*Referring expression data:*
※ ※ ※
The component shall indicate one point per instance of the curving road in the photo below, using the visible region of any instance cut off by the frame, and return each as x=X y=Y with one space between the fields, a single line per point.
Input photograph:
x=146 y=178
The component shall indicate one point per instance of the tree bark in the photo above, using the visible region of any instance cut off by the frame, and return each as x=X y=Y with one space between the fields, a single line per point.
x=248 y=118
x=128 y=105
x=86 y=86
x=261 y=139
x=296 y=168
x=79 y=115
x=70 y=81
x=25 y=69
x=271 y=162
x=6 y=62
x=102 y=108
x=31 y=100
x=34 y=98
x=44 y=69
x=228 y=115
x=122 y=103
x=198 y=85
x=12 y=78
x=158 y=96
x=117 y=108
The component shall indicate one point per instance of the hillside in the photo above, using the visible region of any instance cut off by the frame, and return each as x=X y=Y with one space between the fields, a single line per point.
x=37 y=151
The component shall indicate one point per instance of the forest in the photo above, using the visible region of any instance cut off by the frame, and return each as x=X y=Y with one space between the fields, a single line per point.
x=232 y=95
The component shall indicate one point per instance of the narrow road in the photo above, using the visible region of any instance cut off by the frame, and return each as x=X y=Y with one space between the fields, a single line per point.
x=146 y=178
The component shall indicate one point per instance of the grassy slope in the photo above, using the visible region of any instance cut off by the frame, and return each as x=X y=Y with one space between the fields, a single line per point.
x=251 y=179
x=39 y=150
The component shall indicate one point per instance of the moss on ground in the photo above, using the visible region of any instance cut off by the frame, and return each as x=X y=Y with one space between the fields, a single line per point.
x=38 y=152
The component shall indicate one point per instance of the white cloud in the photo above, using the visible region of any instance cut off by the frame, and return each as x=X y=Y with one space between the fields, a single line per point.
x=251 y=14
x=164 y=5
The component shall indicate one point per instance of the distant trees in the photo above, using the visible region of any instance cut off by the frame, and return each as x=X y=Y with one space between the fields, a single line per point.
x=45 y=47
※ ※ ※
*Work required:* Every record shown above should be given back exactly.

*Exercise answer:*
The component shall indicate one point per instance of the curving road in the photo below, using the visible region of any instance cut off by the frame, and return each as x=X y=Y with one space between the fields, a single line per point.
Input photograph:
x=146 y=178
The component shall indicate one point per instance of the tree bark in the photo above, using the visible region of any instance cut off by the frame, and return each as x=X y=Y with one space between the fields, a single line per point.
x=248 y=118
x=128 y=105
x=86 y=86
x=261 y=139
x=296 y=168
x=79 y=115
x=70 y=81
x=25 y=69
x=271 y=162
x=6 y=62
x=102 y=108
x=31 y=100
x=34 y=98
x=44 y=69
x=228 y=115
x=122 y=103
x=198 y=85
x=12 y=78
x=158 y=96
x=117 y=108
The component shall indicate one point per instance of the hillside in the photo above, using the visible region of any instance cut off by the frame, and return each as x=X y=Y with one space between the fields, a single line per point.
x=37 y=151
The component shall indicate one point per instance of the forest in the photo above, using the visible region of any instance cut off by the frame, and return each as x=X y=Y with one space between the fields, a single line per point.
x=232 y=95
The component shall indicate one point per instance of the narrow road in the photo above, using the visible region of any instance cut off by the frame, and return each as x=X y=Y with one space between the fields, a single line per point.
x=146 y=178
The component shall indicate one point per instance of the grassy slope in the photo above, using the visible region of any instance cut off by the frame, and return each as x=X y=Y with one space between the fields, a single line per point.
x=251 y=179
x=39 y=150
The component shall indicate one point per instance of the moss on ground in the photo above, using the visible region of any instance cut off by the frame, and return each as x=X y=Y with one space between the fields, a single line per point.
x=38 y=152
The component shall indicate one point per instance of the white cloud in the photo above, using the visible region of any instance cut off by the frame, and return each as x=X y=Y with one space between the fields, a single line per point.
x=251 y=14
x=164 y=5
The component shall indicate one point per instance of the distant trees in the photo above, using the visible region of any instance cut off by the frame, and return each as x=X y=Y with one space between the fields, a single line per point.
x=45 y=47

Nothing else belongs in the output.